*Excerpted data*
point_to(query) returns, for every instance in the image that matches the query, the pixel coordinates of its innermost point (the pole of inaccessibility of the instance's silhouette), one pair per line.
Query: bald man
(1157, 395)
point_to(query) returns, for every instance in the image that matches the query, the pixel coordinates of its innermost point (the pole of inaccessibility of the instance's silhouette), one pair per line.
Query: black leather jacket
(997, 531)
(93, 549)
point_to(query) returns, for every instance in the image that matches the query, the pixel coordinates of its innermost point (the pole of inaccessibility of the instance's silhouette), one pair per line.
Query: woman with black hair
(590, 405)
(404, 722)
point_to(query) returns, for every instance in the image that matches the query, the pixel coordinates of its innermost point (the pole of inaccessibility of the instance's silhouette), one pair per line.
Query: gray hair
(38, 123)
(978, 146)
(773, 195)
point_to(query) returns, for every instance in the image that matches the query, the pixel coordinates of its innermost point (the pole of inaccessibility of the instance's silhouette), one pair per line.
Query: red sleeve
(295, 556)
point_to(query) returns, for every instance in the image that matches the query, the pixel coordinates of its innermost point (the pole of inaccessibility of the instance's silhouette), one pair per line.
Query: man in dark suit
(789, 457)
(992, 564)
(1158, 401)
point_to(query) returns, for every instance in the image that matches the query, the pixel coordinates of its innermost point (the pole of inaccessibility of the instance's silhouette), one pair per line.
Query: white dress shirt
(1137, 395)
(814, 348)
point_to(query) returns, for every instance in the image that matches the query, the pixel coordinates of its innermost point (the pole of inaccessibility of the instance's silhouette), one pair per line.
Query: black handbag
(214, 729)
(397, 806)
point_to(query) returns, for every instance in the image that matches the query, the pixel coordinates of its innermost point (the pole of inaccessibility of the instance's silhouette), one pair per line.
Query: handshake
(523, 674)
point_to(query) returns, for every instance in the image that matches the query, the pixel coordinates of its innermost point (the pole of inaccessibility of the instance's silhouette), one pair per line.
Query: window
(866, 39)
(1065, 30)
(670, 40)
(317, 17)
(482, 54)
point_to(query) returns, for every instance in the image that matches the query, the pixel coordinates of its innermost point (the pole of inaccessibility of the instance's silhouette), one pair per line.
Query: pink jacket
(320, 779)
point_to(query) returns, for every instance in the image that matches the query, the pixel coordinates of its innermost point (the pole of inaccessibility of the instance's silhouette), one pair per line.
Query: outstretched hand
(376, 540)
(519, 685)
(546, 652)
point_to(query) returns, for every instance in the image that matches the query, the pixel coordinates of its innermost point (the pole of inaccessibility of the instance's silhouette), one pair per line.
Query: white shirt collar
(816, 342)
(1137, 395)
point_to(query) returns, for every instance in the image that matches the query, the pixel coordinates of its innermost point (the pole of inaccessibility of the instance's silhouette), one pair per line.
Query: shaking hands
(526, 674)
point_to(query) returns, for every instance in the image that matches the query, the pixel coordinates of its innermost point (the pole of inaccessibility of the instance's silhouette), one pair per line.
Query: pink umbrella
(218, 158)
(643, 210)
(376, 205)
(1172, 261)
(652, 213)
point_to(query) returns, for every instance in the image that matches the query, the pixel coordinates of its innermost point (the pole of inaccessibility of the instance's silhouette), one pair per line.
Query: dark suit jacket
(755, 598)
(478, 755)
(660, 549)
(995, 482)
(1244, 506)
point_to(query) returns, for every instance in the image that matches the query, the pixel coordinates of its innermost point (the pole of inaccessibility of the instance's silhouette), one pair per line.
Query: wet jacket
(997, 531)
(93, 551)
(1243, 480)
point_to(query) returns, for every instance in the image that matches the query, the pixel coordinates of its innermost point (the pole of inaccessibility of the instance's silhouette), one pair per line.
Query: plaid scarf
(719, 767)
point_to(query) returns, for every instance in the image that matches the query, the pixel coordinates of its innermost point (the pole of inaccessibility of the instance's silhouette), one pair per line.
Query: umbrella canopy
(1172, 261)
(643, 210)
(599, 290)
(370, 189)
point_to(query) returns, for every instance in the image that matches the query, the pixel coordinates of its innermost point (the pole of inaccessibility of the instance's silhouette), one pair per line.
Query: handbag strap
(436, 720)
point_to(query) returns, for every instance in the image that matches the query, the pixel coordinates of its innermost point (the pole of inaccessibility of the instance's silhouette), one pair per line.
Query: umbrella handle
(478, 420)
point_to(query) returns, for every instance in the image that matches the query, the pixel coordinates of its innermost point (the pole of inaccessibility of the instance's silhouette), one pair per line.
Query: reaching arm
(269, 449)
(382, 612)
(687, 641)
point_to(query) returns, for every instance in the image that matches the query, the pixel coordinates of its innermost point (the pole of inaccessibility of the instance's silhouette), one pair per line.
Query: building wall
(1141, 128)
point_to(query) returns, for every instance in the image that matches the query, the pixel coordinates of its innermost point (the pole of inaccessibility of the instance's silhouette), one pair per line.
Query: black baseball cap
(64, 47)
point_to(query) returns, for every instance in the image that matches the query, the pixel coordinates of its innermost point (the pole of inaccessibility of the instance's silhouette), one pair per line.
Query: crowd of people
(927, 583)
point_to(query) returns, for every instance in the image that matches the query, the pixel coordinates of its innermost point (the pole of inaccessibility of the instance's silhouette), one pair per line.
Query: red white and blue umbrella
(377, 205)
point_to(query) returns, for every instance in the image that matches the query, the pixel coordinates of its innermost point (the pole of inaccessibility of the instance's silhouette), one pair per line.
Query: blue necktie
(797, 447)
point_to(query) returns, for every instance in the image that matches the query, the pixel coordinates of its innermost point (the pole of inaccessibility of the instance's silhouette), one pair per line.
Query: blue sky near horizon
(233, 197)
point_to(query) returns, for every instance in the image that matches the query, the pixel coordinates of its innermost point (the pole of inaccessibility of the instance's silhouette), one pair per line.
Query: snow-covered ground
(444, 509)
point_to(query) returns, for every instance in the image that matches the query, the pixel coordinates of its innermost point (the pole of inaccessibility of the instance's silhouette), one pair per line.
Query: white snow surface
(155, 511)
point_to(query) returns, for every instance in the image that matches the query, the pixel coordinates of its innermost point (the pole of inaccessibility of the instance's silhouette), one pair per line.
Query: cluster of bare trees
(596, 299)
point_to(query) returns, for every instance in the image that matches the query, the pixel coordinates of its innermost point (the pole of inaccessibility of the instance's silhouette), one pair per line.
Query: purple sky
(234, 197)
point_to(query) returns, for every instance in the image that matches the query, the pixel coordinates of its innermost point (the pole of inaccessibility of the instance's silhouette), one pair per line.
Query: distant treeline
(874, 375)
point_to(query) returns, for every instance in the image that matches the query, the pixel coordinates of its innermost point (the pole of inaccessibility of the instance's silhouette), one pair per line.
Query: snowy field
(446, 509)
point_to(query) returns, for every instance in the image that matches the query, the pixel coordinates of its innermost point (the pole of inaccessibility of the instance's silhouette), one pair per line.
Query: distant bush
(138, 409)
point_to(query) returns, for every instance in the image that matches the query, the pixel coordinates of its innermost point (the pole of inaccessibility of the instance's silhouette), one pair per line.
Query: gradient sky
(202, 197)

*Stated goal*
Rewrite the stretch of the records from the start through the line containing "(1157, 395)", both ends included, and raise every coordinate in the answers by 96.

*Solution*
point_to(query) returns, for every instance in the image that matches the query, the pixel coordinates of its innermost point (the pole of inaccessibility of the instance's silhouette), one pair per line.
Query: bald man
(1253, 491)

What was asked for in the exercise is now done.